→ **PROMPT**: Please reproduce the listing below word for word, leaving out the pictures.

________________

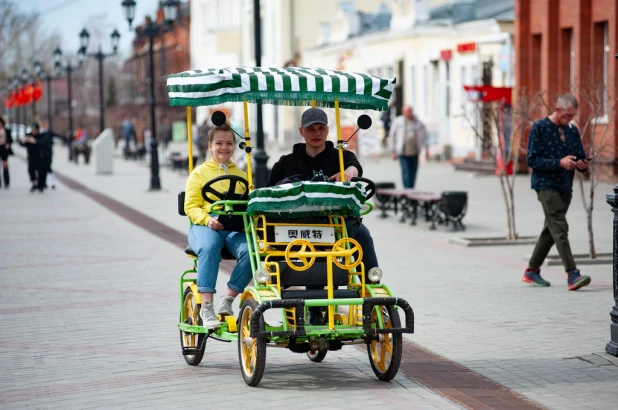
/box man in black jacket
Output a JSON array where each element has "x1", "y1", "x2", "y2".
[{"x1": 267, "y1": 108, "x2": 378, "y2": 325}]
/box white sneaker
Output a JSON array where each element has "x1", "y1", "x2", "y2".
[
  {"x1": 200, "y1": 302, "x2": 221, "y2": 329},
  {"x1": 219, "y1": 296, "x2": 234, "y2": 316}
]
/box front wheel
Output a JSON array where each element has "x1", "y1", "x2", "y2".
[
  {"x1": 180, "y1": 287, "x2": 206, "y2": 366},
  {"x1": 238, "y1": 298, "x2": 266, "y2": 386},
  {"x1": 307, "y1": 349, "x2": 328, "y2": 363},
  {"x1": 367, "y1": 306, "x2": 403, "y2": 381}
]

________________

→ **EXERCISE SOLUTION**:
/box man in black jacket
Output a JSON array where each element has "x1", "y1", "x2", "y2".
[{"x1": 267, "y1": 108, "x2": 378, "y2": 325}]
/box white sneaker
Output a JSON array where each element has "x1", "y1", "x2", "y2".
[
  {"x1": 200, "y1": 302, "x2": 221, "y2": 329},
  {"x1": 219, "y1": 296, "x2": 234, "y2": 316}
]
/box front wheel
Output a JSON array where each element has "x1", "y1", "x2", "y2".
[
  {"x1": 180, "y1": 287, "x2": 206, "y2": 366},
  {"x1": 238, "y1": 298, "x2": 266, "y2": 386},
  {"x1": 307, "y1": 349, "x2": 328, "y2": 363},
  {"x1": 367, "y1": 306, "x2": 403, "y2": 381}
]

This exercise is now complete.